AIM OF THE TASK: Quote the records below word for word, please, from the very first line through the one that contains "target | grey cloud", and nothing beyond it.

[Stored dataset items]
- - - - -
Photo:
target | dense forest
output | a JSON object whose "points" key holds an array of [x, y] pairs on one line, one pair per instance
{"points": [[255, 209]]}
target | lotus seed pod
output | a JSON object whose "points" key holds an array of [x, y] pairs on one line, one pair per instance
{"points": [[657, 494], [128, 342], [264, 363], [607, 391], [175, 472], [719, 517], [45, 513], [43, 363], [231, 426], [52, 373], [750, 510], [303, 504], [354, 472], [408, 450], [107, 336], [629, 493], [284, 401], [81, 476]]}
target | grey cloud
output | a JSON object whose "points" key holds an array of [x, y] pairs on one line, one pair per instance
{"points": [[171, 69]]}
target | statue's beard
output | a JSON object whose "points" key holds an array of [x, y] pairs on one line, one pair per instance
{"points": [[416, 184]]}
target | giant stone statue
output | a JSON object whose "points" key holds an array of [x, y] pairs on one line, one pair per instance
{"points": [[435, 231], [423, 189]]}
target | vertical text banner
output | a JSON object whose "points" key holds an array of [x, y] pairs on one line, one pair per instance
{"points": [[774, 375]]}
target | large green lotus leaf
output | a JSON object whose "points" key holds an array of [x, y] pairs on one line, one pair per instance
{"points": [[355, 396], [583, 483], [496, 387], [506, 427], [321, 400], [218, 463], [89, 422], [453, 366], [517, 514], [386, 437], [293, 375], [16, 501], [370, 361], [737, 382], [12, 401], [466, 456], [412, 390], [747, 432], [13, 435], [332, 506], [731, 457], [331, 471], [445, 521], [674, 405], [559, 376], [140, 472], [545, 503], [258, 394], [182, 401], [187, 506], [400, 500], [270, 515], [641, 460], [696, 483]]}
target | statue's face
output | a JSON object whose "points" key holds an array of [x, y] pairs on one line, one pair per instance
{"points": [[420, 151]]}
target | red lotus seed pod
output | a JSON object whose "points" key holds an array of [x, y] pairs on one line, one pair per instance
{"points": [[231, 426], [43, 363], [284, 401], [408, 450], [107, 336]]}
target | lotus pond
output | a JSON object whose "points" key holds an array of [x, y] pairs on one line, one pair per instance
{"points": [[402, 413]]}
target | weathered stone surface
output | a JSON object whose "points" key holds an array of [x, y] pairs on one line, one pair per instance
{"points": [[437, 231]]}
- - - - -
YOUR RESPONSE:
Photo:
target | dense forest
output | a JSON object whose "points" key holds an array of [x, y] pairs on one line, one pair per instance
{"points": [[255, 209]]}
target | lotus seed pod
output | a JSON object whose "points" key holds an array of [x, y] pairs on one line, one pair per instance
{"points": [[657, 494], [128, 342], [264, 363], [607, 391], [175, 472], [719, 517], [45, 513], [43, 363], [231, 426], [52, 373], [750, 510], [303, 504], [354, 472], [408, 450], [107, 336], [629, 493], [284, 401], [81, 476]]}
target | grey cloud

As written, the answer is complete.